- BRIEF A: Write out the part of the forum thread below, everything from "bumped thread for" down to "on the internet.".

- SELECTED EXTRACT:
========================================================================
I'll go even further and say that the distributors who sell to DIRECTV dealers aren't selling them yet either.


----------



## firemantom26 (Dec 3, 2006)

Stuart Sweet said:


> I'll go even further and say that the distributors who sell to DIRECTV dealers aren't selling them yet either.


Solid Signal told me it would not start selling them until 1st quarter of 2014


----------



## Stuart Sweet (Jun 19, 2006)

Yeah they told me the same thing.


----------



## Laxguy (Dec 2, 2010)

Quel surprise!!, as we say in French!


----------



## acostapimps (Nov 6, 2011)

What are the test markets? I'm in Chicago DMA.


----------



## Rockaway1836 (Sep 26, 2007)

acostapimps said:


> What are the test markets? I'm in Chicago DMA.


From Directv's web site.

*Current availability limited to the following areas: Charlotte, NC; Cleveland, OH; Denver, CO; Fresno, CA; Minneapolis, MN; Phoenix, AZ; Pittsburgh, PA; Raleigh, NC; St. Louis, MO.; Las Vegas, NV; Salt Lake City, UT; San Antonio, TX; Houston, TX; Jacksonville, FL; Alburquerque, NM; Los Angeles, CA; and Palm Springs; CA.*


----------



## adamson (Nov 9, 2007)

An installer stated the c41w going national Thursday March 13th. Finally!


----------



## adamson (Nov 9, 2007)

bumped thread for a friend. Also see first look here...

http://hr20.dbstalk.com/docs/C41W-100R.pdf


----------



## Stuart Sweet (Jun 19, 2006)

Yes, i know legitimate dealers are already offering them on the internet.
========================================================================
- DATASET ROWS:
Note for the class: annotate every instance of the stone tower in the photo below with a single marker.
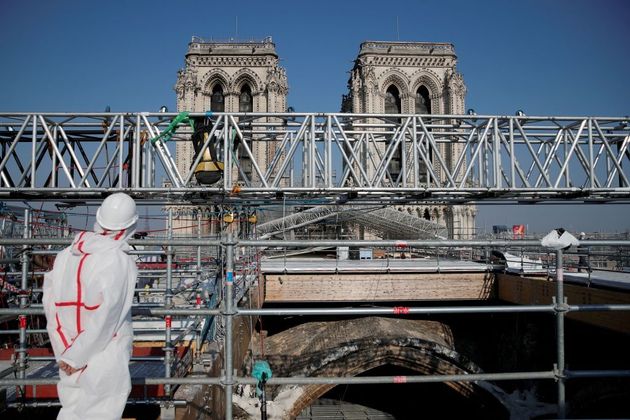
(226, 76)
(413, 78)
(230, 77)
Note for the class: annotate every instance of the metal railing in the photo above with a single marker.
(229, 310)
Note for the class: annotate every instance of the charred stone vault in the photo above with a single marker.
(354, 347)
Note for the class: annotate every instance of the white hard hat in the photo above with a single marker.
(117, 212)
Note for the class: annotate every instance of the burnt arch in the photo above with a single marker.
(353, 347)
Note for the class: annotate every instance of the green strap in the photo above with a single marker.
(181, 118)
(262, 372)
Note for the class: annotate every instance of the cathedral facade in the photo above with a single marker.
(230, 77)
(413, 78)
(387, 78)
(226, 76)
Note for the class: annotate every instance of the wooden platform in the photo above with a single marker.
(370, 287)
(539, 291)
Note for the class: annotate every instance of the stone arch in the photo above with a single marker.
(397, 78)
(350, 348)
(430, 80)
(213, 77)
(247, 76)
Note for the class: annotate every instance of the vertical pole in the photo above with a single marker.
(496, 152)
(312, 159)
(328, 139)
(591, 168)
(198, 282)
(168, 303)
(229, 309)
(33, 152)
(512, 157)
(137, 154)
(121, 137)
(53, 163)
(560, 308)
(21, 368)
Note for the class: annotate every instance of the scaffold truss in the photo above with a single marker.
(383, 221)
(329, 157)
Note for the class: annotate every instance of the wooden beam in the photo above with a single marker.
(378, 287)
(539, 291)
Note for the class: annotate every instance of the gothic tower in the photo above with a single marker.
(413, 78)
(227, 76)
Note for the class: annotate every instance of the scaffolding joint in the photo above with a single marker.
(559, 308)
(559, 375)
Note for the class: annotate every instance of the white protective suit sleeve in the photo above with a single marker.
(104, 321)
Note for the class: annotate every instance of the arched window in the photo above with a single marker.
(217, 100)
(392, 101)
(423, 102)
(393, 106)
(245, 100)
(423, 106)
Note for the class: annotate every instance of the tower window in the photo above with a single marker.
(393, 106)
(392, 101)
(217, 100)
(423, 102)
(245, 100)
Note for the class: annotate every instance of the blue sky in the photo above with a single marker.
(545, 57)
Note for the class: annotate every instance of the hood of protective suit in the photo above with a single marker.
(101, 240)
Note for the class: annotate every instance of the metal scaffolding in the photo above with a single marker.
(386, 222)
(325, 157)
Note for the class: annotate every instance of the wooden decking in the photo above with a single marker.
(311, 280)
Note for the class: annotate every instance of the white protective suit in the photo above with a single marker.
(87, 300)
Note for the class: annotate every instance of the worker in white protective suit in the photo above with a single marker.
(87, 301)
========================================================================
- BRIEF B: Give again everything in the records above, from the line containing "the wooden decking" down to the last line of the records.

- EXERCISE ANSWER A:
bumped thread for a friend. Also see first look here...

http://hr20.dbstalk.com/docs/C41W-100R.pdf


----------



## Stuart Sweet (Jun 19, 2006)

Yes, i know legitimate dealers are already offering them on the internet.

- EXERCISE ANSWER B:
Note for the class: annotate every instance of the wooden decking in the photo above with a single marker.
(311, 280)
Note for the class: annotate every instance of the white protective suit in the photo above with a single marker.
(87, 300)
Note for the class: annotate every instance of the worker in white protective suit in the photo above with a single marker.
(87, 301)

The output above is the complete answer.